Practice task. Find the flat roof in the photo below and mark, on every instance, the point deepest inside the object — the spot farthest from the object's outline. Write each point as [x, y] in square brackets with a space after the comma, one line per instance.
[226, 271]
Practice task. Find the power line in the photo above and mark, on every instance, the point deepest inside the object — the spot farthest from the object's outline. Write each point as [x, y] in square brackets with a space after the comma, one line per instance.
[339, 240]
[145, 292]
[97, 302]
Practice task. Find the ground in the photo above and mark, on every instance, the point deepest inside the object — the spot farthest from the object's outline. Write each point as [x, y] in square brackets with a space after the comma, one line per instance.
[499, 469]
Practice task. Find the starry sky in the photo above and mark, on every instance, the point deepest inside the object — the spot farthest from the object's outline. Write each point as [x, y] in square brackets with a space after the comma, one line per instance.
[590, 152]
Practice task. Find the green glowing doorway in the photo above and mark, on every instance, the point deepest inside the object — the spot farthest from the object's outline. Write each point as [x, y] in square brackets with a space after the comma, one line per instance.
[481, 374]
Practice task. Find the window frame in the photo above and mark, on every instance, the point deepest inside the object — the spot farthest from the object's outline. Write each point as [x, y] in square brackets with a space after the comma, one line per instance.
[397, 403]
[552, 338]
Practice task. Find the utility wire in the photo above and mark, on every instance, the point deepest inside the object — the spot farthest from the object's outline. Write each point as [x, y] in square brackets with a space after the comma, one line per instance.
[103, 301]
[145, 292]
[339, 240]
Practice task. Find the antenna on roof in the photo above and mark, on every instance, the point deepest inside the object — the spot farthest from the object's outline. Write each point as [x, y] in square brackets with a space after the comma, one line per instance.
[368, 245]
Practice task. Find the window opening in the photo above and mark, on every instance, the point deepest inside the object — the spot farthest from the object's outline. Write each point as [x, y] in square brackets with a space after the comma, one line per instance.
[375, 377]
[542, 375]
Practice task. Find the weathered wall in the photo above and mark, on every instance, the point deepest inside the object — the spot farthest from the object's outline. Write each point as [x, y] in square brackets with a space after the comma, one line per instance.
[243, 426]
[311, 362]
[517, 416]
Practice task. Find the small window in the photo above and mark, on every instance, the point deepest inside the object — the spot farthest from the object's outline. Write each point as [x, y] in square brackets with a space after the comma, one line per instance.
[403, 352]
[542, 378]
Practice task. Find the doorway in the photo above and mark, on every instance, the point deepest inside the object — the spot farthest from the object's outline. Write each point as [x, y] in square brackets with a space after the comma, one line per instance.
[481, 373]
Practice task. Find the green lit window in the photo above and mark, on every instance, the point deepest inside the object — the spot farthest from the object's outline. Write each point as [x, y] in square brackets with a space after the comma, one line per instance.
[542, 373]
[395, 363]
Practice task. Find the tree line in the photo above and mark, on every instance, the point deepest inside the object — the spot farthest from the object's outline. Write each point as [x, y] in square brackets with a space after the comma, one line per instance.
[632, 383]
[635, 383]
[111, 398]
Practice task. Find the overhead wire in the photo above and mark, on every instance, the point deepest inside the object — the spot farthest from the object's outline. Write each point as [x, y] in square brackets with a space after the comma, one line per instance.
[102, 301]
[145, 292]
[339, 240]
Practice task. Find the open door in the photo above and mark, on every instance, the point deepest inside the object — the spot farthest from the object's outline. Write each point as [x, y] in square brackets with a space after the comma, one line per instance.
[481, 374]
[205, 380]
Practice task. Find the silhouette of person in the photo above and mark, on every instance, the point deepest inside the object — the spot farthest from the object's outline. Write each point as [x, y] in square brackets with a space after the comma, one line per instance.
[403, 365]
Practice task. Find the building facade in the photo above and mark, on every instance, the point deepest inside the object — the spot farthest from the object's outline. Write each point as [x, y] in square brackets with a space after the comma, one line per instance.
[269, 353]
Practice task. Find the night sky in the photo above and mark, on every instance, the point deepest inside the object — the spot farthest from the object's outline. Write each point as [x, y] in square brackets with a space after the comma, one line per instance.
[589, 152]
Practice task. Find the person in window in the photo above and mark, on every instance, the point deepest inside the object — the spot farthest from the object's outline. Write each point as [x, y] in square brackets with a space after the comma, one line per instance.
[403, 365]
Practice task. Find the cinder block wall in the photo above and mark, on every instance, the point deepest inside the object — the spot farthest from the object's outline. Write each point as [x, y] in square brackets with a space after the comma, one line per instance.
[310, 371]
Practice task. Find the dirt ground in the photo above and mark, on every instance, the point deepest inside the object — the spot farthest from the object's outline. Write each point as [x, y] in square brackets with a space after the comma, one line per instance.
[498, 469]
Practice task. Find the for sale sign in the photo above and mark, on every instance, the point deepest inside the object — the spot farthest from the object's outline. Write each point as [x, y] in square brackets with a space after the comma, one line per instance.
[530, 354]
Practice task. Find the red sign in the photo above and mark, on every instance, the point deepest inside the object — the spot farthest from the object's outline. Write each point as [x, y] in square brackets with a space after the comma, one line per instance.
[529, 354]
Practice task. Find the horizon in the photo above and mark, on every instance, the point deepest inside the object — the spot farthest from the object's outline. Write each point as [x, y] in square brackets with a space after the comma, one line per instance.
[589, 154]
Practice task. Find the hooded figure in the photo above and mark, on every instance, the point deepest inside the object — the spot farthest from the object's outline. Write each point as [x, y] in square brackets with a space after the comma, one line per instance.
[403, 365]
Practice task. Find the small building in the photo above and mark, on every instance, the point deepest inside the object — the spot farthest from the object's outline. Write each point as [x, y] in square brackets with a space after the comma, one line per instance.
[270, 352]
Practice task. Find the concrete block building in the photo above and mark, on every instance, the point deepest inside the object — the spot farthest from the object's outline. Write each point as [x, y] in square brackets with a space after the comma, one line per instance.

■ **The task**
What is needed is a word-for-word copy of the material above.

■ **Written answer**
Practice task. Find the flat roof in the photo below and mark, on every instance, the point deepest inside the object — the spot farthest from the object's outline. Write each point as [x, y] in square brackets with a space after the comma, one line per instance.
[226, 271]
Practice task. Find the power line in the photo above and mark, on every instance, the point deepest inside the object — the spot farthest from the object's outline. Write each point as [x, y] in square brackets with a space after the comma, one line per instance.
[339, 240]
[145, 292]
[97, 302]
Practice task. Find the ground in the photo above and mark, on every instance, the point deepest inside the object — the spot farthest from the object's outline. Write each point as [x, y] in square brackets with a space after the comma, one line per instance.
[499, 469]
Practice task. Find the starry sky in the photo above and mark, on every instance, the point deepest inside the object — the spot farthest from the object's outline. Write each point as [x, y] in square brackets with a space after the comma, one line per instance.
[590, 152]
Practice task. Find the green glowing doorway in the photo above and mark, on every instance, the point deepest inside the object — the spot farthest from the object's outline. Write each point as [x, y] in square brackets with a space after the comma, one line per instance.
[481, 374]
Practice task. Find the window frame in the photo above and mark, on every instance, the point deepest inside the object — the spot farthest from the object's outline. Write each point as [x, y] in square brackets with a space after the comma, one line per instance.
[397, 403]
[552, 338]
Practice task. Find the utility wire in the photo above and mark, on every instance, the point deepest inside the object — the spot farthest from the object's outline. Write each point as [x, y] in square brackets with a space after the comma, one line per instance.
[103, 301]
[145, 292]
[339, 240]
Practice task. Find the antenna on roof in the photo above and mark, on every instance, the point deepest inside the object — the spot farthest from the object's outline. Write each point as [x, y] in square brackets with a space after the comma, one line per instance.
[368, 245]
Practice task. Find the window opening in the photo above and mark, on every instance, the point deepest inside the object — the spot farthest from the object's outline. Write each point as [x, y] in square brackets with a space after the comma, one line per instance.
[375, 377]
[542, 375]
Practice task. Find the weathered wall in the photo above and mark, on every instance, the point deepest inside the object — the spot farthest from the object's outline. Write each point as [x, y] in square brackets with a space after the comma, one line per instance.
[243, 426]
[311, 362]
[517, 416]
Practice task. Find the small window in the photo above and mark, on every instance, the point deepest inside the object — the spot farthest from the object's outline. Write each point as [x, y] in square brackets with a space after the comma, one line per instance.
[403, 352]
[542, 378]
Practice task. Find the doorway in the photo above and mark, on every instance, the point deepest inside the object — the spot farthest from the object's outline. Write each point as [x, y] in square brackets with a space after the comma, one line per instance.
[481, 373]
Practice task. Find the green lit window in the photo above and mark, on every instance, the point deepest inside the object — the spot farthest from the object's outline. Write each point as [x, y] in square brackets with a space after the comma, one line per instance.
[542, 373]
[395, 363]
Practice task. Find the tree line in the photo above and mark, on every instance, the point deepest inside the object — the spot farthest from the object's outline. Write each point as [x, y] in square brackets with a space after the comma, one line per instance.
[632, 383]
[635, 383]
[111, 398]
Practice task. Find the overhead wire in the photo above and mark, on every instance, the point deepest inside the object — the spot farthest from the object's outline. Write each point as [x, y] in square brackets with a space after the comma, one line per instance.
[102, 301]
[145, 292]
[339, 240]
Practice task. Find the open door in the photo above and mark, on every instance, the point deepest inside the object — the spot farthest from the object's outline. Write each point as [x, y] in square brackets with a space after the comma, one line per instance.
[481, 374]
[205, 380]
Practice task. Find the silhouette of person in the photo above and mark, on every instance, the point deepest inside the object — the spot farthest from the object's outline. Write each point as [x, y] in square brackets with a space after the comma, one line per instance.
[403, 365]
Practice task. Find the building facade in the photo above and mark, on every instance, the point deepest inside the object — the spot farthest from the object's outline. Write each point as [x, y] in square brackets with a space after the comma, one line per instance.
[269, 353]
Practice task. Find the night sky in the photo above and mark, on every instance, the point deepest inside the object — the spot farthest from the object's outline. Write each point as [x, y] in square brackets with a space after the comma, one line per instance.
[589, 152]
Practice task. Find the person in window in the photo above and mark, on every instance, the point deepest inside the object — the spot farthest from the object's outline. Write each point as [x, y] in square brackets with a space after the comma, one line per instance.
[403, 365]
Practice task. Find the cinder block wall in the photo above and mark, on every instance, the point deepest inside the object — the spot farthest from the object's outline. Write each point as [x, y] in square brackets with a space after the comma, one line per instance.
[310, 371]
Practice task. Find the dirt ground in the photo above and mark, on every instance, the point deepest inside the object — the spot farthest from the object's outline. Write each point as [x, y] in square brackets with a space after the comma, one line per instance.
[498, 469]
Practice task. Find the for sale sign in the photo above and mark, on every instance, the point deepest inside the object — the spot farthest from the object's outline. Write each point as [x, y] in square brackets with a space after the comma, one line per instance.
[530, 354]
Practice task. Find the red sign in the photo above and mark, on every instance, the point deepest inside the object — the spot farthest from the object's outline. Write each point as [x, y] in square brackets with a space after the comma, one line per instance.
[529, 354]
Practice task. Find the horizon in the photo above and mark, on every instance, the point deepest inside the object — the spot farthest from the object's outline. Write each point as [x, y] in square brackets with a space after the comma, one line per instance.
[589, 154]
Practice task. Find the hooded figure in the photo above and mark, on every instance, the point deepest inside the object — the spot farthest from the object's outline. Write each point as [x, y] in square brackets with a space after the comma, one line per instance.
[403, 365]
Practice task. Find the small building in the photo above and mark, on every instance, the point deepest inside the object — the spot farthest from the object's outline. Write each point as [x, y] in square brackets with a space after the comma, one line per instance.
[270, 352]
Practice task. Find the concrete block building in the photo above and mark, on every instance, the point deepest inside the object — the spot farthest from the object's outline. Write each point as [x, y] in square brackets with a space after the comma, one line per instance.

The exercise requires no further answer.